In the biography of Lee I. Levine, who was his doctoral advisor?

DOCUMENT ::
━━━━━━━━━━
- Born: February 1, 1939 (age 86) Bangor, Maine, United States
- Citizenship: US American, Israeli

Academic background
- Alma mater: Jewish Theological Seminary of America, Columbia College (New York)
- Doctoral advisor: Gerson Cohen

Academic work
- Institutions: Yale University, Hebrew University
- Notable works: Judaism and Hellenism in Antiquity (1999) The Ancient Synagogue (2005)
- Website: http://jewishhistory.huji.ac.il/Profs/HU/Archaeology/levine.htm

= Lee I. Levine =

American-born Israeli rabbi, archaeologist and historian

Lee I. Levine (born 1 February 1939;
 לי לוין) is an American-born Israeli rabbi, archaeologist and historian of classical Judaism. He is a strong believer in the ability of the Jewish people and Judaism to adapt to local settings as a key to survival. He is the author of Judaism and Hellenism in Antiquity and The Ancient Synagogue, one of the most comprehensive texts on the subject.

Levine is a professor of Jewish history and archaeology at the Hebrew University of Jerusalem. He received degrees at the Jewish Theological Seminary of America (JTS), where he was ordained as a Conservative rabbi, and Columbia University. He was a student of Gerson Cohen.
━━━━━━━━━━
Items from a data source:
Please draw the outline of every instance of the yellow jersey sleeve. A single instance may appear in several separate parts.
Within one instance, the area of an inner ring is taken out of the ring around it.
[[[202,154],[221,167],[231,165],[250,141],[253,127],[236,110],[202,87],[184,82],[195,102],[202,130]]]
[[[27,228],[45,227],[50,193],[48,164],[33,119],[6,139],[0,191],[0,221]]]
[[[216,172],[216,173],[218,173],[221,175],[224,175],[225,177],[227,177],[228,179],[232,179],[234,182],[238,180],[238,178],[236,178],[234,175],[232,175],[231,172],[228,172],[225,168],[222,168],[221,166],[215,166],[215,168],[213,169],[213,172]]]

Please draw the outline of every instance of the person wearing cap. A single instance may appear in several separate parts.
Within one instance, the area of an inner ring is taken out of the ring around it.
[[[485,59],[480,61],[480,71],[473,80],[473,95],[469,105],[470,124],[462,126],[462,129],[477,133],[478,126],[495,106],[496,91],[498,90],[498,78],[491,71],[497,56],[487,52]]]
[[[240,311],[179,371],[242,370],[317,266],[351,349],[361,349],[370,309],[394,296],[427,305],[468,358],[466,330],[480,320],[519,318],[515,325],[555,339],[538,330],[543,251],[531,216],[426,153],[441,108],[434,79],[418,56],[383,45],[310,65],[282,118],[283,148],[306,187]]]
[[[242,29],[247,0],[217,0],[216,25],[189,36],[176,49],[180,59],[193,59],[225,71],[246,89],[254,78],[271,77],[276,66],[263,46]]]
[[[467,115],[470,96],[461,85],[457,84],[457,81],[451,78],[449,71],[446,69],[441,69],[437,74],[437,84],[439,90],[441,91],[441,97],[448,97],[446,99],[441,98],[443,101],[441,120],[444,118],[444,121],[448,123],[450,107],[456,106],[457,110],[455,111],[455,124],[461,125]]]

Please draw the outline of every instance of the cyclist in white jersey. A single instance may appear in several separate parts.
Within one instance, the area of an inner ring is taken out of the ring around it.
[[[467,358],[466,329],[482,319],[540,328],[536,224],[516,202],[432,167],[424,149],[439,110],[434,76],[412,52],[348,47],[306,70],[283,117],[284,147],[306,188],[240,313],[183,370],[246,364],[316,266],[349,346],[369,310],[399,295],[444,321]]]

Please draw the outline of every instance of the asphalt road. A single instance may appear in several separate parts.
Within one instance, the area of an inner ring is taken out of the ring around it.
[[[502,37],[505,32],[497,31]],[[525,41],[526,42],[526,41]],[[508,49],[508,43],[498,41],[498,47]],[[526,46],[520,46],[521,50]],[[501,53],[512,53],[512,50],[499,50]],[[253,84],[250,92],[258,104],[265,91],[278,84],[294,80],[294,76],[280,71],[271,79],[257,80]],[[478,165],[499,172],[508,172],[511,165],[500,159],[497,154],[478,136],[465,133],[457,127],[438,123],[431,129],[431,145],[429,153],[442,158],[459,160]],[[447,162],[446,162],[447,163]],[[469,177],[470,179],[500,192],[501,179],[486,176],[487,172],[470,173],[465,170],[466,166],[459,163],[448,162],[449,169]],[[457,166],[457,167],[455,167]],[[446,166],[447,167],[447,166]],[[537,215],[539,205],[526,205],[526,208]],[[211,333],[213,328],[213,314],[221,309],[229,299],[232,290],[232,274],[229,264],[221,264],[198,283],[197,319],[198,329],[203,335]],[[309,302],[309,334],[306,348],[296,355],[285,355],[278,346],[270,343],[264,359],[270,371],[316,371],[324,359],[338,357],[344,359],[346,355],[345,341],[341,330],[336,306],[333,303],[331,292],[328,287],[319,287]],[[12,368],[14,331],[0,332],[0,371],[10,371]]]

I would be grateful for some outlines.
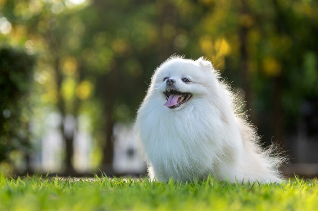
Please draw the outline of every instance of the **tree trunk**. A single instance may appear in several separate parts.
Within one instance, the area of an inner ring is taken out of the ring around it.
[[[246,13],[247,9],[245,1],[241,0],[242,8],[241,14]],[[255,111],[252,106],[252,92],[251,87],[251,82],[250,78],[251,76],[248,70],[248,54],[246,49],[247,45],[247,34],[248,29],[247,27],[242,25],[240,30],[239,37],[240,40],[241,58],[242,60],[241,64],[241,74],[243,80],[242,86],[245,93],[246,101],[245,107],[247,113],[249,115],[249,118],[254,124],[256,124],[256,119],[254,113]]]

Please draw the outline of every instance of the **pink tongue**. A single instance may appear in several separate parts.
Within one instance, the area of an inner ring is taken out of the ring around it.
[[[163,104],[168,107],[171,107],[172,106],[177,105],[177,101],[179,98],[182,97],[182,94],[171,94],[169,96],[169,99],[166,103]]]

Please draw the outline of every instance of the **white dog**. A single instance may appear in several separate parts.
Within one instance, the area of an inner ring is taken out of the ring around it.
[[[211,63],[171,57],[155,71],[136,132],[152,178],[279,182],[284,159],[258,144],[255,129]]]

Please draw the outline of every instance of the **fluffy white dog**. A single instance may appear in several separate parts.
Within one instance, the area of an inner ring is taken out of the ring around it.
[[[258,144],[237,98],[211,63],[171,57],[155,71],[136,132],[152,178],[279,182],[283,158]]]

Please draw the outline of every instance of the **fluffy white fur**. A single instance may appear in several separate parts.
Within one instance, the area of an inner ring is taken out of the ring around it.
[[[175,79],[182,92],[193,95],[177,108],[167,101],[165,77]],[[191,82],[185,83],[186,77]],[[259,145],[255,128],[240,113],[237,97],[220,80],[211,63],[175,56],[155,71],[138,112],[136,134],[150,176],[183,181],[209,175],[219,180],[279,182],[284,159],[273,147]]]

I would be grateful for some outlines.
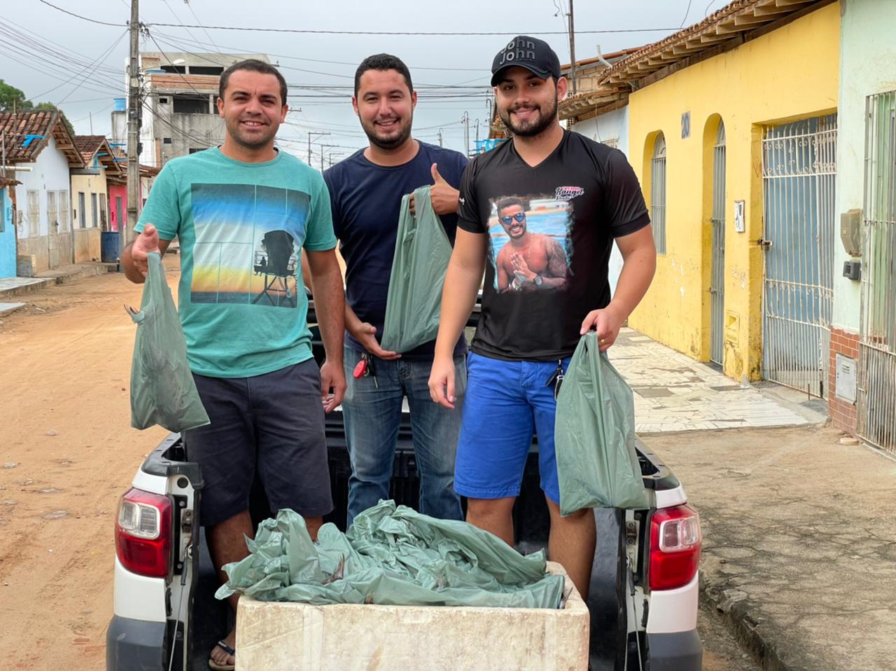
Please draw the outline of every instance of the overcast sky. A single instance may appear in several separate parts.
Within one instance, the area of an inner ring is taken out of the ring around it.
[[[130,2],[48,1],[115,25],[89,22],[39,0],[25,0],[27,11],[22,11],[24,6],[20,3],[19,12],[5,12],[0,17],[0,79],[22,89],[34,102],[58,104],[79,134],[90,133],[91,122],[93,133],[107,134],[112,99],[124,95]],[[597,56],[598,45],[606,54],[661,39],[683,23],[695,23],[726,4],[727,0],[573,0],[576,58]],[[351,109],[350,87],[358,64],[371,54],[394,54],[410,68],[419,93],[414,136],[437,144],[441,128],[444,145],[461,152],[464,112],[470,118],[471,145],[477,119],[479,136],[487,136],[488,70],[492,57],[505,41],[518,34],[540,37],[554,47],[562,63],[569,62],[564,16],[569,0],[140,0],[140,10],[141,22],[149,25],[151,36],[141,39],[142,50],[264,53],[279,64],[290,84],[290,93],[300,94],[290,98],[293,109],[279,137],[281,145],[302,158],[306,158],[303,148],[307,146],[309,130],[331,134],[316,138],[316,143],[339,145],[322,148],[327,155],[333,153],[334,161],[366,144]],[[184,24],[209,28],[184,28]],[[211,26],[498,34],[322,35]],[[643,29],[660,30],[625,31]],[[56,53],[48,56],[38,45]],[[446,99],[451,90],[432,88],[446,85],[464,87],[454,92],[463,97]],[[308,86],[345,88],[308,91]],[[319,165],[317,151],[315,146],[315,167]]]

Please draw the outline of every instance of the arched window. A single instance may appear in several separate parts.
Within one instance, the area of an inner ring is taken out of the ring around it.
[[[650,222],[657,254],[666,253],[666,138],[660,133],[650,159]]]

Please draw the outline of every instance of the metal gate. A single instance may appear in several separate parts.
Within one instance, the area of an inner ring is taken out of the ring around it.
[[[762,140],[763,375],[824,398],[836,150],[835,115],[766,128]]]
[[[710,276],[710,361],[725,356],[725,124],[712,149],[712,266]]]
[[[869,96],[858,434],[896,451],[896,92]]]

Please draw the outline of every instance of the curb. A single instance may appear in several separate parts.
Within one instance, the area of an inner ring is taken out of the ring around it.
[[[751,653],[763,669],[768,671],[806,671],[800,664],[792,664],[784,657],[777,643],[768,635],[768,627],[762,626],[763,618],[758,614],[758,605],[746,592],[723,585],[712,584],[700,574],[700,599],[719,614],[734,634],[737,642]]]
[[[97,275],[106,274],[107,273],[113,273],[116,271],[116,264],[97,263],[85,266],[84,267],[78,268],[78,270],[75,270],[74,272],[66,273],[65,274],[30,278],[40,280],[40,282],[34,282],[30,284],[24,284],[13,289],[4,289],[0,291],[0,299],[10,296],[20,296],[23,293],[30,293],[31,292],[39,292],[42,289],[46,289],[54,284],[65,284],[72,280],[78,279],[80,277],[94,277]]]

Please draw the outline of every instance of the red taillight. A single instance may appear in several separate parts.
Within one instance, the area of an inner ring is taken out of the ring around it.
[[[140,489],[121,497],[115,526],[118,561],[128,571],[164,578],[171,570],[171,500]]]
[[[688,505],[663,508],[650,519],[650,589],[689,583],[700,563],[700,516]]]

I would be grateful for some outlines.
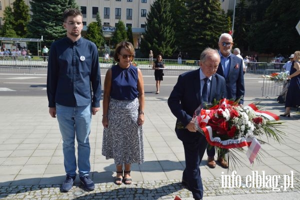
━━━━━━━━━━
RESPONSE BELOW :: Gerson Cohen